** start **
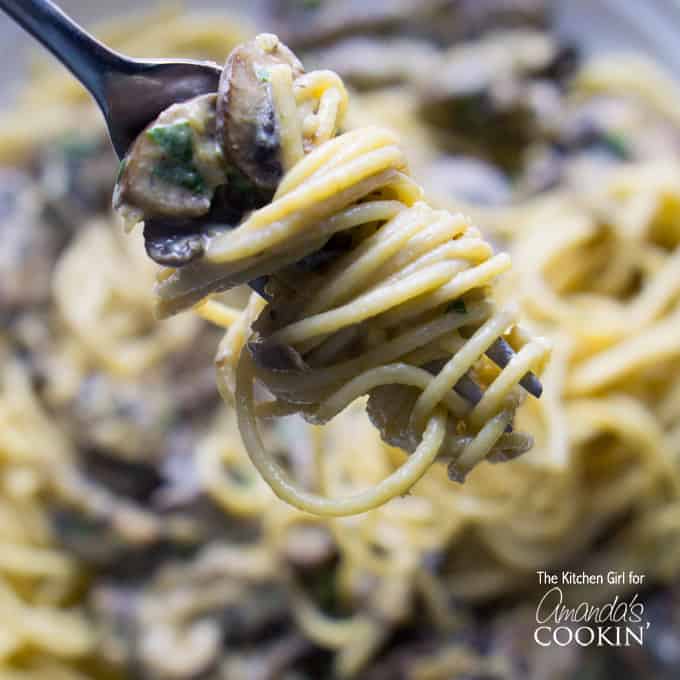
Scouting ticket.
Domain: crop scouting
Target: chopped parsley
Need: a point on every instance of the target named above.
(616, 144)
(177, 166)
(457, 306)
(121, 169)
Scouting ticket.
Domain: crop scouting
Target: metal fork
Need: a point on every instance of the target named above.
(130, 92)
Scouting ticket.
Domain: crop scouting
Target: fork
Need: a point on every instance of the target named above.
(130, 92)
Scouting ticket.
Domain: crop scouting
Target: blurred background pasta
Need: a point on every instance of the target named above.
(136, 539)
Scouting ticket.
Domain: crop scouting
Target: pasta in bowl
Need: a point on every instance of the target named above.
(369, 291)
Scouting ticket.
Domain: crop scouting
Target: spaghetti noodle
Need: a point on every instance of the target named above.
(408, 305)
(203, 585)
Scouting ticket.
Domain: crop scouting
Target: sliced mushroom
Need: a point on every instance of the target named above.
(246, 120)
(174, 166)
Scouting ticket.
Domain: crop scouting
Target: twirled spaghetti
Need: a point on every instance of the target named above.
(408, 305)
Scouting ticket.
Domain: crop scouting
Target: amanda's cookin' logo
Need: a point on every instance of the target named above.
(617, 623)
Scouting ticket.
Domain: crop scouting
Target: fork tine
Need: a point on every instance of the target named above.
(501, 353)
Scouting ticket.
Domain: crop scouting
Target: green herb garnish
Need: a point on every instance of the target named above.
(457, 306)
(177, 166)
(616, 144)
(121, 169)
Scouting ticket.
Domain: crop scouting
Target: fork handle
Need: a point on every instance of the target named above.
(82, 54)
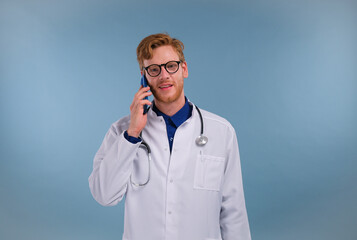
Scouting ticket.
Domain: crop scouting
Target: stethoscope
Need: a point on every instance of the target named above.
(201, 140)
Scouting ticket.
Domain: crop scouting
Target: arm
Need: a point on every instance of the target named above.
(233, 219)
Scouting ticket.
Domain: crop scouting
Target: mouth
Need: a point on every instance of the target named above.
(165, 86)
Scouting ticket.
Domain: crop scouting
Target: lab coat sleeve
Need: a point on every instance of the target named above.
(233, 218)
(112, 167)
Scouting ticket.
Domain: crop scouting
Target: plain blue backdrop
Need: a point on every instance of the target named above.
(284, 73)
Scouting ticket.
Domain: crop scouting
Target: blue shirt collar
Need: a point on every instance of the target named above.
(178, 118)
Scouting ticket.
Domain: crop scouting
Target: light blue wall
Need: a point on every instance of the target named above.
(284, 73)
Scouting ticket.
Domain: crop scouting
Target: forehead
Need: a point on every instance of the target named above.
(162, 54)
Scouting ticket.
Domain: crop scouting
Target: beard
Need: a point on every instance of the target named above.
(170, 97)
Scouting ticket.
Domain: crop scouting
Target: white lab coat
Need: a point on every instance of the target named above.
(194, 193)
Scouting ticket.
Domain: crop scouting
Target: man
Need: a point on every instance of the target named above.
(187, 190)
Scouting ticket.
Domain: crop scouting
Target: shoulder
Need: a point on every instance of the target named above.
(215, 119)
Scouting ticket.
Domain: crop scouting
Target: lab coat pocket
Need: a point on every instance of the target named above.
(208, 173)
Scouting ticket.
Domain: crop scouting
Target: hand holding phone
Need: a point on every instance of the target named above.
(144, 83)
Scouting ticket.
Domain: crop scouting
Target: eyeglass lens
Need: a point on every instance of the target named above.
(155, 69)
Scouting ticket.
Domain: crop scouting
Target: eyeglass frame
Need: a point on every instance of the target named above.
(164, 65)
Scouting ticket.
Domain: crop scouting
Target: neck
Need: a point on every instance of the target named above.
(170, 108)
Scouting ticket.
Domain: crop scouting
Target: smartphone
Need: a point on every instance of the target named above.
(144, 83)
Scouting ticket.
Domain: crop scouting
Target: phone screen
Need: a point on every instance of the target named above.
(144, 83)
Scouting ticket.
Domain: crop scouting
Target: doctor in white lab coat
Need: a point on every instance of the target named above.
(194, 192)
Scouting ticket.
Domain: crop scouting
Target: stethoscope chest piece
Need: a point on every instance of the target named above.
(201, 140)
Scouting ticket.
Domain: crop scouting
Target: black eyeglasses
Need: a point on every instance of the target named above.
(154, 70)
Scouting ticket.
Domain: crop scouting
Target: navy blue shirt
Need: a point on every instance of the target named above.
(172, 123)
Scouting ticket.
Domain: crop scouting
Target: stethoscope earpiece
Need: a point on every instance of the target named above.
(201, 140)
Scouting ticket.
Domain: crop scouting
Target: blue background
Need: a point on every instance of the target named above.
(284, 73)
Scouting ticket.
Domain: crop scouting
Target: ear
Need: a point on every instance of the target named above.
(184, 69)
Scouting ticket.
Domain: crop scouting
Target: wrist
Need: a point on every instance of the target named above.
(133, 133)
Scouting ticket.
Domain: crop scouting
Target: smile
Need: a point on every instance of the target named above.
(166, 86)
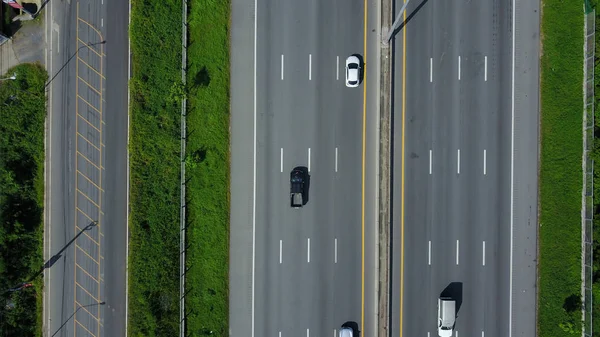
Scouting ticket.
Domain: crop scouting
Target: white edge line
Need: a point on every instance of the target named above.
(336, 159)
(431, 69)
(485, 70)
(483, 260)
(254, 170)
(430, 161)
(47, 174)
(309, 67)
(429, 253)
(484, 162)
(128, 174)
(457, 251)
(308, 251)
(512, 169)
(335, 251)
(458, 162)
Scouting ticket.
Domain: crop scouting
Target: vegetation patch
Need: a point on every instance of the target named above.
(155, 34)
(207, 168)
(22, 117)
(596, 158)
(561, 174)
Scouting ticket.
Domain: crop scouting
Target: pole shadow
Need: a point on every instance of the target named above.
(73, 314)
(409, 17)
(58, 255)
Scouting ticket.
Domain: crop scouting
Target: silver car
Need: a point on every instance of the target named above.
(352, 71)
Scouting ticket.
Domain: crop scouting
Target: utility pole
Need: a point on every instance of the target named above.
(390, 34)
(13, 77)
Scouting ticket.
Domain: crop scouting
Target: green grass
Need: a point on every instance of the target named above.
(561, 175)
(155, 34)
(207, 168)
(22, 117)
(596, 157)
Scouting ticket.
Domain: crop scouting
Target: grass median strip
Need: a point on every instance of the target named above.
(155, 34)
(22, 117)
(207, 168)
(560, 173)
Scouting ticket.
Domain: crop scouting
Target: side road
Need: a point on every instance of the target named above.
(26, 46)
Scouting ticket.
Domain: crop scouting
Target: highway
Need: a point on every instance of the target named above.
(465, 167)
(303, 272)
(86, 169)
** end **
PROBLEM REQUIREMENTS: Copy every line of the items above that contains the word "green", matching its case exactly.

EXERCISE ANSWER:
Target: green herb garnish
Target: green grass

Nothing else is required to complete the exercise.